Output every line of the listing below as a numbered list, leaving out any blank lines.

[Position annotation records]
################
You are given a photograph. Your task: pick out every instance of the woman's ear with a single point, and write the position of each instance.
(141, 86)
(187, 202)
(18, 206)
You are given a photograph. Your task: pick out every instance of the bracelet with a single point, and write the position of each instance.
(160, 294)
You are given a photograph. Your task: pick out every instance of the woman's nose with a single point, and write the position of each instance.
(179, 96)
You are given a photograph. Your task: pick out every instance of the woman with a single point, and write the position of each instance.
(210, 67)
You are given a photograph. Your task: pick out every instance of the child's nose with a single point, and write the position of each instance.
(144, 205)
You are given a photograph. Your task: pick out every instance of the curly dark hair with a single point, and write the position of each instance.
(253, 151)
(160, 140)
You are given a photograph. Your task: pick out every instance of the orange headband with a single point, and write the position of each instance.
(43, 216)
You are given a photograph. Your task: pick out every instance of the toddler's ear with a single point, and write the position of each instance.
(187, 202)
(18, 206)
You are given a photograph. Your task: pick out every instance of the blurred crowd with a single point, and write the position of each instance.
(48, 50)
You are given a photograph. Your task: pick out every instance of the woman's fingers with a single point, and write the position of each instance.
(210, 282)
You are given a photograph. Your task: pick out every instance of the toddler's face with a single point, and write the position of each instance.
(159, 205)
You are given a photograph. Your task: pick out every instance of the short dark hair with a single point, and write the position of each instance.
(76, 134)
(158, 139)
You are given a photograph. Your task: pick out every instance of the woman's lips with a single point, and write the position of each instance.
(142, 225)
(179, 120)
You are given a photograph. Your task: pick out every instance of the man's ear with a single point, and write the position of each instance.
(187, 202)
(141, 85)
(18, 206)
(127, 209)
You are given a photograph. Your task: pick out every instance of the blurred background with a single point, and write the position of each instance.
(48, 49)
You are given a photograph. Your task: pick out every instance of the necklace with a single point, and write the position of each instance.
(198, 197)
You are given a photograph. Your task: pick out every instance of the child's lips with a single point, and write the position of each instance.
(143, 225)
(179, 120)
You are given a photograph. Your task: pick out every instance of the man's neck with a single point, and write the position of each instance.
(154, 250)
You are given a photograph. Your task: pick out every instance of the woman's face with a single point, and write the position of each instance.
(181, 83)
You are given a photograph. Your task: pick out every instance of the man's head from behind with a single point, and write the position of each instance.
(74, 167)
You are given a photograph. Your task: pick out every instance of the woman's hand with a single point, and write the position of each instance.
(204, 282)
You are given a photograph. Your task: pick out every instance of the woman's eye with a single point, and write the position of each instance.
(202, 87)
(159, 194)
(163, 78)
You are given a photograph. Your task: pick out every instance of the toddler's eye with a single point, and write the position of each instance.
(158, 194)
################
== CORRECT ANSWER ==
1. You are given a photograph. Your task: pick out every instance of the woman's ear with a single point, and write the position of each instance.
2. (141, 86)
3. (187, 202)
4. (18, 206)
5. You are given a photograph. Your task: pick out every instance of the bracelet with a single point, and write the position of each instance.
6. (160, 294)
7. You are given a photograph. Your task: pick out every instance of the woman's nose with a single point, and write the position of each instance.
8. (179, 96)
9. You are given a photograph. Your task: pick out every instance of the woman with a single point, and write the position of each instance.
10. (210, 67)
11. You are given a photograph. Your task: pick out every instance of the child's nose with a single point, and write the position of each instance.
12. (144, 205)
13. You are given a photograph. Your task: pick out every instance of the curly dark hair with a single point, and write the position of each instance.
14. (253, 151)
15. (160, 140)
16. You are given a photograph. Your task: pick out every instance of the orange headband with a single point, and write the position of each instance.
17. (43, 216)
18. You are given a photograph. Your task: pick out every instance of the toddler's ear with a single point, and write the position of each instance.
19. (187, 202)
20. (18, 206)
21. You are given a photograph. Your task: pick out every instance of the blurred crowd with a single point, and write the position of each instance.
22. (48, 50)
23. You are given a photograph. Your task: pick out every instance of the woman's fingers with a single point, and write the position of each instance.
24. (210, 282)
25. You are given a photograph. Your task: pick out every instance of the toddler's face with a single point, and write the position of each instance.
26. (159, 205)
27. You are given a photograph. Your task: pick out every instance of the short dark hair with a single point, and write the position of each instance.
28. (76, 134)
29. (158, 139)
30. You are given a photograph. Your task: pick out every instance of the woman's lips with a single point, and write the position of each instance.
31. (142, 225)
32. (179, 120)
33. You are given a photograph. Your task: pick out every instance of the man's ear with a single point, and write the position of each instance.
34. (187, 202)
35. (141, 85)
36. (18, 206)
37. (127, 209)
38. You are given a photograph. Your task: pick out every instance of the blurred background with a single point, and write the position of each instance.
39. (48, 49)
40. You are given a photograph. Your task: pick out every instance of the necklace with a single point, and write the position of each instance.
41. (198, 197)
42. You are given a photograph. Your task: pick out every instance of the child's lips with a single point, and write the position of each instance.
43. (143, 225)
44. (179, 120)
45. You are given a photograph. Your task: pick out every instance of the man's neck with a single point, and write the position of each instance.
46. (154, 250)
47. You are given a photograph. Your task: pick out every instance of the woman's face with a single point, and write the position of each instance.
48. (181, 83)
49. You are given a photograph. Your task: pick out every instance of the man's head from behind with a single point, and write the position of each instance.
50. (74, 167)
51. You are given a photograph. Your task: pick out every instance of the woman's hand with a single point, and write the position of each instance.
52. (204, 282)
53. You are given a photograph. Your task: pick out every instance of the woman's eye with a single point, and write the position of each instance.
54. (202, 87)
55. (159, 194)
56. (163, 78)
57. You are given a photograph. Your task: pick out every instance of the toddler's eye with a single point, and write the position of each instance.
58. (158, 194)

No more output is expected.